##### Material provided #####
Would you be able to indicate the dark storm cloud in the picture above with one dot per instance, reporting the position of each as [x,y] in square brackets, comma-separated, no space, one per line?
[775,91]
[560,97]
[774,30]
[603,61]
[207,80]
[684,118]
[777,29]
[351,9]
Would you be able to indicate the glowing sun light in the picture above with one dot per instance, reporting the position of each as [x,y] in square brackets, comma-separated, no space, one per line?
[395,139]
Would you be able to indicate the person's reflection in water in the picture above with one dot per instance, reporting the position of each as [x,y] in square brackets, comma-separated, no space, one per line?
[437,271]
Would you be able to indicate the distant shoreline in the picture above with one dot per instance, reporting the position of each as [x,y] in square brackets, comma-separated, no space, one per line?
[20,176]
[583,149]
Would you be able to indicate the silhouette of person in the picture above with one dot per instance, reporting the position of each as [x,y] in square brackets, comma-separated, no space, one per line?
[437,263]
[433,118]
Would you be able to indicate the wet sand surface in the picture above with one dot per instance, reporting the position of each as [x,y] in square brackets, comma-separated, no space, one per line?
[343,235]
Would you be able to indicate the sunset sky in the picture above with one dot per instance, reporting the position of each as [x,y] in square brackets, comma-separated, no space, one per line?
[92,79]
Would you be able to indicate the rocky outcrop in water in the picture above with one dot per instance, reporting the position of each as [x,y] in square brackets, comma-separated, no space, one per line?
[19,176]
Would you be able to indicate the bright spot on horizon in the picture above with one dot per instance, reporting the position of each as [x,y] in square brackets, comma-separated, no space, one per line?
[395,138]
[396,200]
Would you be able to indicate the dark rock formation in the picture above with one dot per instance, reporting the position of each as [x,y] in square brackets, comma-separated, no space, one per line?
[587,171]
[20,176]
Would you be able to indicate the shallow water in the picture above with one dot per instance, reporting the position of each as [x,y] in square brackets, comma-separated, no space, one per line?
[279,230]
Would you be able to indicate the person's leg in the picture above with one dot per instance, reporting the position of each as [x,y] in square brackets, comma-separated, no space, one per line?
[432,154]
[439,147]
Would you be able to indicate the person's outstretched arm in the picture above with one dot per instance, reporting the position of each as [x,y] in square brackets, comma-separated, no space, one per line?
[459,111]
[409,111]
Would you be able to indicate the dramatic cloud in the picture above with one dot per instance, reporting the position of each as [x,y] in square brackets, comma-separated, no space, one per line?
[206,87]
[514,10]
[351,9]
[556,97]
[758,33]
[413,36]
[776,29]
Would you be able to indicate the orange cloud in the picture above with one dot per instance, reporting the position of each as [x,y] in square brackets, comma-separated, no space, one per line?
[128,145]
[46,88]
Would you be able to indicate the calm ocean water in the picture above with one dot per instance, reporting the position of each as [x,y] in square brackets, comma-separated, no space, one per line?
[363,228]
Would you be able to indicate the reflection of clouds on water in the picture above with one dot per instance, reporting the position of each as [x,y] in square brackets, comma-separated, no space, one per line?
#####
• **Prompt**: Reproduce all of the records above verbatim, preserving each line and its order without alteration.

• **The output**:
Would you be able to indicate the dark storm cloud in the picture above with one dot per instance, reporting the position of each as [x,y] in square brackets, comma-separated, no space, one per line?
[775,91]
[560,97]
[774,30]
[603,61]
[207,80]
[684,118]
[777,29]
[351,9]
Would you be able to indicate the glowing sun light in the picture above with one dot per instance, reporting the position of each as [x,y] in square brackets, comma-separated, no space, one per line?
[395,139]
Would you be able to indicate the person's reflection in water in the picture above with one dot per instance, reporting the position of each as [x,y] in square brackets, comma-separated, no space, one per line?
[437,271]
Would you be able to indicate the distant shoreline in the picture above with one dot per instance, reporting the position of each as [x,y] in square brackets, comma-separated, no space, one per line?
[20,176]
[583,149]
Would you be able to indicate the silhouette of person in the picture above with one dot per instance, reporting the position of each as [x,y] in square brackets, comma-separated, no space, one per line?
[437,263]
[433,118]
Would you be able to indicate the wet sand surface in the picture above with one dot per instance, reporting the position of each as [x,y] in square brackets, comma-separated, no space, one per line?
[343,235]
Would you be able to indicate the sunset sky in the picture above with one dot per instance, reporting the position of each as [x,y] in square brackets, comma-separated, no space, one per line?
[92,79]
Would you be able to indicate the rocky outcrop in water in the picture above with one dot per instance, reporting the position of each as [x,y] in square brackets, comma-separated, no space, one per line?
[19,176]
Would you be able to indicate the bright spot on horizon in the picture above with one dot per instance, reporting the position of each as [x,y] in square brackets, comma-separated, no space, one per line?
[395,138]
[396,200]
Would you be able to indicate the dark rock formation in the picture above with one dot per instance, reporting the position of each as [x,y] in square brackets, comma-separated, no space, one per line?
[587,171]
[20,176]
Would you be able to indicate the shallow water in the picture above with one dot per instance, reporting the position of each as [x,y] in square brackets, comma-separated, no space, one per line?
[279,230]
Would you be able to indicate the person's leg in the picture above with one dot per instance, reporting the position of each as [x,y] in square brackets, comma-separated, no space, one per line?
[432,154]
[439,147]
Would you be able to indicate the person's outstretched arm in the picture above with one dot per instance, reporting the position of each as [x,y] in square brackets, comma-separated, no space, one per line?
[459,111]
[409,111]
Would you be able to indicate the dramatic cloud in the picture above with one dot per instance, reporting the position of each as [x,y] in square brackets, comma-separated, no space, one per line?
[206,87]
[514,10]
[351,9]
[556,97]
[758,33]
[413,36]
[776,29]
Would you be able to indicate the orange cloud in the picture above with one dot per instance, reporting the position of each as [x,y] in square brackets, comma-separated, no space, one per line?
[128,145]
[46,88]
Would you be able to indicate the calm ocean water in the picture above with one dot per instance, reporting the position of each as [x,y] in square brackets, comma-separated, no space, one per line?
[363,228]
Would you be able to indicate the reflection of clouds on water in the picture above with one dot per instance, reporting the position of each as [x,y] in square brackets, comma-separated, no space, one per line?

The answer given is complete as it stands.